#### Prompt 1:
In the introduction on tick-borne disease risk, what does exposure represent?
#### Prompt 2:
Name every element of risk that the introduction on tick-borne disease risk says is likely to vary across landscapes and populations.
#### Prompt 3:
Pick up the introduction on tick-borne disease risk right after its last sentence and keep writing.
*** Extract to read Section Begins ***
Introduction
Shifts in the geographic distributions of infectious diseases are currently being observed in transforming ecosystems, highlighting the complex and dynamic interface between landscapes and disease ecology [
1,
2]. For example, tick-borne diseases have been expanding for several years in many parts of the temperate world. In Europe and North America, the distribution and abundance of ixodid ticks and their reservoir hosts has been linked to land use change and climate change [
3‐
5]. At the same time, human behavior risk factors are leading to increased contact with ticks [
6‐
8] and as a result, a larger portion of the human population is being exposed to ticks. This is causing an increase in tick-borne disease incidence rates in many regions of the world [
9‐
12]. While epidemiologists have emphasized the importance of incorporating landscape characteristics into studies of the ecological dynamics of infectious disease emergence, less attention has been directed to the human factors modulating the risk of being exposed to vectors and eventually developing disease [
1].
To effectively manage the risk associated with diseases in different regions and landscapes, it must first be accurately defined, assessed, and the factors that determine it understood [
13]. Risk represents the likelihood that an adverse event will occur, given the consequences it would cause. These consequences depend on the vulnerability of the population of interest to the hazard and are determined by factors such as its level of exposure and coping capacity [
13‐
15]. In the context of tick-borne diseases, the hazard level at a given location or time is typically represented by the number of pathogen-infected ticks present (hereafter referred as the “tick hazard”; [
16]). The density of these ticks in the environment depends on a set of ecological conditions that allow them, their hosts, and the pathogens that circulate between them to complete their life cycles [
17,
18]. Exposure represents the degree to which humans encounter vectors. It is related to land use, accessibility and attractiveness of places where ticks are present [
19]. The consequences of exposure to the hazard are ultimately modulated by a range of social and behavioral factors that determine the coping capacity of the population [
15]. For example, the use of tick repellents decreases the likelihood that an individual will be bitten by a tick, and tick checking decreases the likelihood that an individual will become infected with a pathogen if bitten by a tick. The degree of awareness and adoption of these personal protective measures in populations may vary according to socioeconomic factors and regional endemicity [
20]. Overall, all these elements − hazard, exposure and coping capacity − and the way they interact are likely to vary across landscapes and populations [
15,
21].
Several studies have examined the relationship between the level of forest fragmentation in landscapes and the risk of tick-borne diseases to the human populations present. In North America, this research has been conducted primarily in residential agroforestry landscapes [
16]. Several of these studies have shown that the risk of tick-borne diseases is generally higher in areas where the forest is fragmented than in more homogeneous areas, such as large forest stands or urban areas [
5,
22]. Different mechanisms have been suggested to explain this association. One is that the good adaptation of tick hosts (wildlife species used by ticks for reproduction or serving as reservoirs for pathogen transmission) to the varied habitats present in fragmented landscapes and their concentration in small fragments could enhance enzootic transmission. In addition, the increased presence of areas such as forest-field transition zones (ecotones) are favorable for contacts between human and infected ticks [
3].
*** Extract to read Section Ends ***
*** Given entries Section Begins ***
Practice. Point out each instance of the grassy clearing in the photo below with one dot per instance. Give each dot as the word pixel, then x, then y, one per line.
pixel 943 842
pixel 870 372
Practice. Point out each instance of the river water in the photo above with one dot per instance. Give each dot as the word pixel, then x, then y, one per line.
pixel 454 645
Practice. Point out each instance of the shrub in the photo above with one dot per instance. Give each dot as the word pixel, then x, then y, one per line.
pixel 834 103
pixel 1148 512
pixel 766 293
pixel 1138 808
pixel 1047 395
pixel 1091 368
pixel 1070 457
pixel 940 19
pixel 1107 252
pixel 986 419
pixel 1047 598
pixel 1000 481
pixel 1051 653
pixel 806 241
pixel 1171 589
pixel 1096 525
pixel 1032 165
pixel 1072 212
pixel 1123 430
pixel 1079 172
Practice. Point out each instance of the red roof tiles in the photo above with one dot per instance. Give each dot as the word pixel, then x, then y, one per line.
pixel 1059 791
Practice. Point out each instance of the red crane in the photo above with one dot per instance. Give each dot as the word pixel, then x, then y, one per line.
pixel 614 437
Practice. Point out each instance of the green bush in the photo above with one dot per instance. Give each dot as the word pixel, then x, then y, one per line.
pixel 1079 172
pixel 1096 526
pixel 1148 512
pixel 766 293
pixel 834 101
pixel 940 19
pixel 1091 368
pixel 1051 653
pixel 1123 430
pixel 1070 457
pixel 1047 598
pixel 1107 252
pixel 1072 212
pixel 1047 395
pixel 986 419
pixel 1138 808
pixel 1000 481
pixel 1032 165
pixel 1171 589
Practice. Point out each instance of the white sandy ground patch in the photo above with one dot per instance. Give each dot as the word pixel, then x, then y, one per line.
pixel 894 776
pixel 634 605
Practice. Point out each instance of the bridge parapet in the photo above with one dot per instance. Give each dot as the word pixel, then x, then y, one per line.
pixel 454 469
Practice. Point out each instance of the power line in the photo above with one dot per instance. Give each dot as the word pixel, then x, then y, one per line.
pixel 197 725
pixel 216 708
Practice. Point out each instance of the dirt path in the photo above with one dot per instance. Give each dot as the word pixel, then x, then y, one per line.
*** Given entries Section Ends ***
#### Task output 1:
The degree to which humans encounter vectors.

#### Task output 2:
Hazard, exposure, and coping capacity.

#### Task output 3:
In urban areas, the risk is generally concentrated in smaller portions of the territory, such as publicly accessible green spaces and natural conservation parks [
23,
24]. However, we do not know currently whether similar processes linking forest fragmentation to increased tick-borne disease risk also take place in these environments. Indeed, in public nature parks, the causes of forest fragmentation, its general importance, and the way it impacts ticks, wildlife and people distribution and thus the tick-borne diseases risk may be different. The natural or anthropogenic presence of different types of habitats such as herbaceous or shrubby areas, the presence of road and trail networks, or built features (e.g., service buildings, lookouts) are all elements that can lead to forest fragmentation in the context of natural parks [
25]. These elements could influence the distribution of tick hazard, human exposure, or both. For example, trail networks are generally the principal driver of visitors’ spatial distribution across the different areas of a park [
26‐
28]. Trails can also create edge effects, causing changes in the adjacent vegetation, altering abiotic conditions such as light and affecting wildlife and tick presence [
29,
30]. The presence of features like viewpoints, waterbodies or facilities like picnic areas and playgrounds can influence landscape attractiveness for people [
28,
31,
32] and therefore influence the level of the park users’ exposure.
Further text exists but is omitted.